*Stated task*: Put all the records below into a two-column CSV with the header input_text,answer. Make one row for each text and its answer, with each value in a single quoted field and line breaks replaced by spaces, and leave the pictures out.

*Materials provided*:
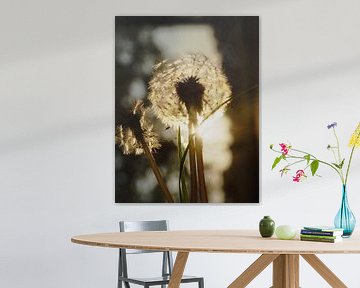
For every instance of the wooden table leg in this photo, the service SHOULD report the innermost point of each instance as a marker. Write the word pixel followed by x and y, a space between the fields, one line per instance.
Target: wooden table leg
pixel 178 269
pixel 253 270
pixel 286 271
pixel 324 271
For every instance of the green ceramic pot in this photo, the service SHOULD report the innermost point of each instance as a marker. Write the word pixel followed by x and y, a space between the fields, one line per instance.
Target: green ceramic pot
pixel 267 227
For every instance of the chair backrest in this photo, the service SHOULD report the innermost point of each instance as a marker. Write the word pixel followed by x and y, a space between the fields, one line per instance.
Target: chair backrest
pixel 134 226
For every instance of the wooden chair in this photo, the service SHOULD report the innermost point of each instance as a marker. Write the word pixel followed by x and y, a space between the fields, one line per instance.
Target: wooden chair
pixel 167 262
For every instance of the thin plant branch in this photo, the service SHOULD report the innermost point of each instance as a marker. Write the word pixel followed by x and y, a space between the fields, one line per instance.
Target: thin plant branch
pixel 156 171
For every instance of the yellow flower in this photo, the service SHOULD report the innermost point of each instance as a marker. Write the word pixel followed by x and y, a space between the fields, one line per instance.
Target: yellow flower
pixel 171 82
pixel 355 138
pixel 138 127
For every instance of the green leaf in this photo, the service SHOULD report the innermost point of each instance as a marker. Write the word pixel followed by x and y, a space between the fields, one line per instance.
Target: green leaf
pixel 314 166
pixel 342 163
pixel 276 161
pixel 336 165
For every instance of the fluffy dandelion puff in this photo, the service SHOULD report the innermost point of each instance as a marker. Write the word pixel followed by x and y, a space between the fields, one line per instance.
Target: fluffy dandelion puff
pixel 355 137
pixel 136 128
pixel 192 72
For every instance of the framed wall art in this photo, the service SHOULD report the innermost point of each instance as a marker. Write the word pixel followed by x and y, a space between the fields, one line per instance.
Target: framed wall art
pixel 187 109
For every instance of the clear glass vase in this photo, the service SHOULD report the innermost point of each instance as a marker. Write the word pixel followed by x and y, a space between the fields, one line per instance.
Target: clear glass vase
pixel 345 219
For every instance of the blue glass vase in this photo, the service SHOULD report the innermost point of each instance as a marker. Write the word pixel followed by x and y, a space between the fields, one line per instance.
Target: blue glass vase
pixel 345 219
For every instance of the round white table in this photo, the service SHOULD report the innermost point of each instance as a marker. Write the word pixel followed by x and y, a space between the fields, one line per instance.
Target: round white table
pixel 284 254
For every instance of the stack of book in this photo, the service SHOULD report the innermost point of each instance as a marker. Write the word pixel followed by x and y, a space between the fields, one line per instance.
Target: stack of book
pixel 321 234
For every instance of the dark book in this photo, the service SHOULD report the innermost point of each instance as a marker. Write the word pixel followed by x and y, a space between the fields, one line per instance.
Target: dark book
pixel 323 239
pixel 321 233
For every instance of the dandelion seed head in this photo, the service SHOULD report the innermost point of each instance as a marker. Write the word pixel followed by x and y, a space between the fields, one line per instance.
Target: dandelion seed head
pixel 355 137
pixel 192 72
pixel 137 127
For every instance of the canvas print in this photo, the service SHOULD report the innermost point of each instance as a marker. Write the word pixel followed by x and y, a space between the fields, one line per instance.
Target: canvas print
pixel 186 109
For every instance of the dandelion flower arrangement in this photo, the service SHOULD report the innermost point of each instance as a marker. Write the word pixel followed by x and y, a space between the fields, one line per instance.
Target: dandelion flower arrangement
pixel 137 129
pixel 183 95
pixel 136 136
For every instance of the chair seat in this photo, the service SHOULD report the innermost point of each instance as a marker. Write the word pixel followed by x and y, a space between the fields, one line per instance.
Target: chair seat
pixel 158 280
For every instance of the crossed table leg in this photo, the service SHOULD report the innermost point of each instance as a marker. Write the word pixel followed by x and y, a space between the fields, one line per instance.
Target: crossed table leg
pixel 285 270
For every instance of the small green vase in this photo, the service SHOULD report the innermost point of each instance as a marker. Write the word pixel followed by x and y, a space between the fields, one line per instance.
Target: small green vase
pixel 267 227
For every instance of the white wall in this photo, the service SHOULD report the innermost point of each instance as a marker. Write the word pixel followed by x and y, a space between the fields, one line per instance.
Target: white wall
pixel 56 125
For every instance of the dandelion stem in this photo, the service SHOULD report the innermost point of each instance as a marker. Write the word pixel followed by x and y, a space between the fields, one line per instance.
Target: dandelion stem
pixel 200 169
pixel 156 171
pixel 192 157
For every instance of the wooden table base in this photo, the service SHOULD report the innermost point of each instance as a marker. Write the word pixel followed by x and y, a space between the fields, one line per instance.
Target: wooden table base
pixel 286 271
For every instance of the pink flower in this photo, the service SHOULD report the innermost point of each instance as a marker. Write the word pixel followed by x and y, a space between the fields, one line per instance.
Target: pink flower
pixel 284 148
pixel 300 175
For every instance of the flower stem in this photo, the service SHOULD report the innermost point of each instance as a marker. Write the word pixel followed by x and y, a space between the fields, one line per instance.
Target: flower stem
pixel 156 171
pixel 192 157
pixel 348 168
pixel 313 158
pixel 200 169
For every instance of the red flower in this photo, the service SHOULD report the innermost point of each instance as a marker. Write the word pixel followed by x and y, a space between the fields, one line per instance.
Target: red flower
pixel 300 174
pixel 284 148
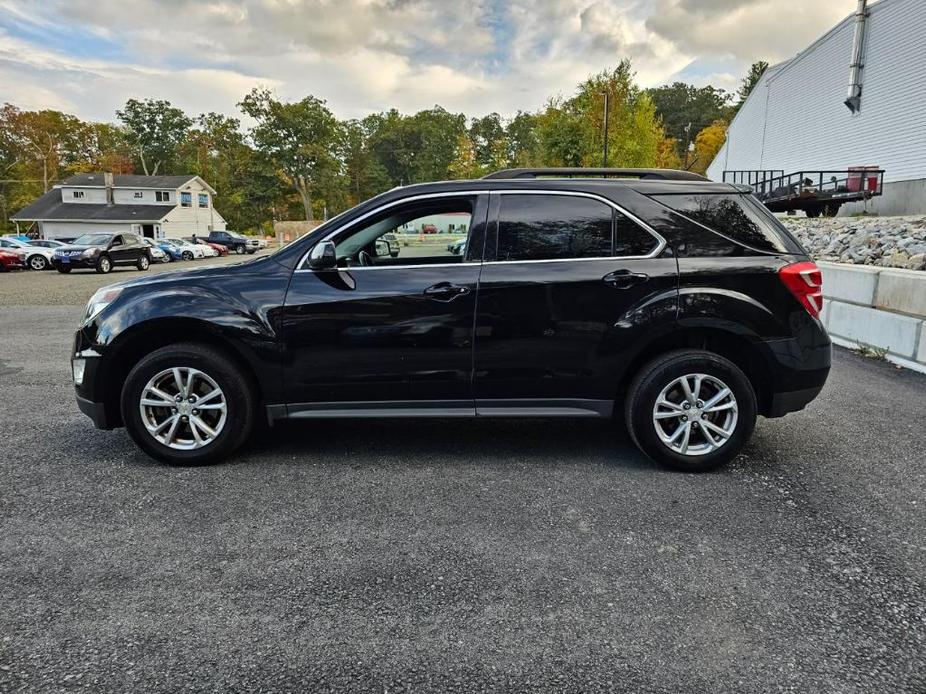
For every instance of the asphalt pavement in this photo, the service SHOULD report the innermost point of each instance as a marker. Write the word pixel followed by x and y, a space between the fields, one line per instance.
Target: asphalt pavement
pixel 508 556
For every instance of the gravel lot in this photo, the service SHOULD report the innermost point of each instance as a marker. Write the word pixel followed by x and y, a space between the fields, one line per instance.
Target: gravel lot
pixel 510 556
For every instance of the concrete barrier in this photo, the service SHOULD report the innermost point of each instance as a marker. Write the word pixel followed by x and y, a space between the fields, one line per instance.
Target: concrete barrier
pixel 875 307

*The solution*:
input_text,answer
"For every instance of the wooden table leg in this photo, the service SHOULD report the innermost point of each instance as a marker. Write the word pixel followed by x and y, a space between the fields, one line per instance. Target: wooden table leg","pixel 178 269 pixel 253 270 pixel 286 271 pixel 324 271"
"For every instance of the green ceramic pot in this photo, the service SHOULD report the innermost point of each instance as a marker. Write the word pixel followed by x and y, a space between the fields, one line per instance. Target: green ceramic pot","pixel 267 227"
"For every instance of the chair backrest in this photo, the service SHOULD report the innermost point of each instance as a marker. Write the word pixel followed by x and y, a space between the fields, one line per instance. Target: chair backrest","pixel 134 226"
"For every instance of the wooden chair in this photo, the service SHOULD report the innermost point of each instance as a marker. Write the word pixel followed by x and y, a space between the fields, one line per instance. Target: wooden chair","pixel 167 262"
"For every instance of the thin plant branch in this photo, the service SHOULD report the innermost point of each instance as a marker. Write the word pixel followed by x and y, a space between the fields, one line per instance. Target: thin plant branch","pixel 156 171"
"For every instance of the yellow flower in this photo, the service SHOULD report the innermost point of each instance as a marker. Write the word pixel followed by x and y, a space between the fields, one line per instance. Target: yellow flower","pixel 171 82 pixel 355 138 pixel 138 127"
"For every instance of the green leaf in this photo, the service SHOULD report the innermost point of each instance as a marker. Write the word pixel followed by x and y, a space between the fields, one line per instance. Target: green leaf","pixel 314 166 pixel 342 163 pixel 276 161 pixel 336 165"
"For every instance of the fluffy dandelion puff in this photo, the service SHOULD report the innermost point of each instance as a marker. Write the word pixel followed by x and y, a space between the fields, one line per instance. Target: fluffy dandelion puff","pixel 355 137 pixel 136 128 pixel 192 72"
"For every instance of the framed wall art in this photo, the service SHOULD report the innermost point of each instance as a marker. Write the word pixel followed by x and y, a space between the fields, one line per instance. Target: framed wall art","pixel 187 109"
"For every instance of the clear glass vase in this photo, the service SHOULD report the innermost point of each instance as a marker. Write the word pixel followed by x and y, a space between the fields, one line per instance. Target: clear glass vase","pixel 345 219"
"For every instance of the blue glass vase in this photo, the service SHOULD report the innermost point of each instance as a marker. Write the word pixel followed by x and y, a space between the fields, one line per instance. Target: blue glass vase","pixel 345 219"
"For every instance of the round white table in this photo, the service SHOULD report the innermost point of each instance as a marker. Write the word pixel followed by x and y, a space between the fields, one line per instance. Target: round white table","pixel 284 254"
"For every instance of the stack of book in this photo, the service SHOULD report the innermost point of each instance as a marker. Write the word pixel followed by x and y, a space between the fields, one line per instance. Target: stack of book","pixel 321 234"
"For every instance of the dark book in this photo, the service SHOULD report the innermost point of each instance as a marker. Write the word pixel followed by x and y, a space between the fields, one line per instance. Target: dark book","pixel 323 239 pixel 321 233"
"For every instance of the dandelion seed head in this photo, the service SHOULD report the innermost point of each instance as a marker. Write the word pixel followed by x and y, a space between the fields, one line per instance. Target: dandelion seed head","pixel 355 137 pixel 192 72 pixel 137 127"
"For every instance of the canvas print in this photo, the service SHOULD report the innermost point of each instance as a marker. Write the word pixel followed by x and y, a space between the fields, one line per instance. Target: canvas print","pixel 186 109"
"For every instance of the dandelion flower arrangement in this photo, the service SHOULD report the innermost point of each instance as a marker. Write the word pixel followed by x and y, a space between the fields, one line per instance. Target: dandelion flower arrangement","pixel 137 129 pixel 183 95 pixel 136 136"
"For every instance of the chair seat in this photo, the service SHOULD report the innermost point of each instance as a marker. Write the word pixel followed by x and y, a space between the fields, one line per instance. Target: chair seat","pixel 158 280"
"For every instance of the crossed table leg in this photo, the service SHOULD report the innermost point of each instance as a marker. Write the word pixel followed by x and y, a space between the fields, one line per instance. Target: crossed table leg","pixel 285 270"
"For every instance of the small green vase in this photo, the service SHOULD report the innermost point of each instance as a marker. Write the word pixel followed by x and y, a space between the fields, one line per instance. Target: small green vase","pixel 267 227"
"For every instance of the white wall in this photo, the service SHOULD report the innermost point of each instance as a marker. Write the word pixel followed by x and y, a space between the fields, one line per instance. Target: white wall","pixel 56 125"
"For every instance of the dandelion stem in this photo, the service SHOULD report the innermost point of each instance as a marker. Write the word pixel followed by x and y, a space between the fields, one line per instance. Target: dandelion stem","pixel 200 169 pixel 156 171 pixel 192 157"
"For every instance of the wooden table base in this photo, the service SHOULD report the innermost point of each instance as a marker. Write the word pixel followed by x and y, a space between the fields, one line per instance. Target: wooden table base","pixel 286 271"
"For every instance of the pink flower in this photo, the service SHOULD report the innermost point of each instance as a marker. Write the word pixel followed by x and y, a space between the fields, one line per instance. Target: pink flower","pixel 284 148 pixel 300 175"
"For every instance of the flower stem in this photo, the service SHOULD report the innermost point of each instance as a marker. Write the word pixel followed by x and y, a space between the fields, one line per instance. Target: flower stem","pixel 156 171 pixel 192 157 pixel 348 168 pixel 313 158 pixel 200 169"
"For every instance of the red flower in this photo, the service SHOULD report the innermost point of each instance as a marker. Write the word pixel followed by x and y, a space between the fields, one line per instance. Target: red flower","pixel 300 174 pixel 284 148"
"For every instance of the asphalt pavement in this photo, the service SHOULD report the innermost point of each instance as a marker. Write the word pixel followed by x and y, a space between the fields, one line per instance. Target: asphalt pavement","pixel 508 556"
"For every instance of the gravel lot in this photo, the service SHOULD report the innermost point of each instance as a marker. Write the word pixel followed by x and y, a space between the fields, one line per instance. Target: gravel lot","pixel 510 556"
"For every instance of the concrete barrier in this photo, the service SHOULD report the innermost point of each instance as a marker. Write the word pixel followed by x and y, a space between the fields, one line per instance. Target: concrete barrier","pixel 875 307"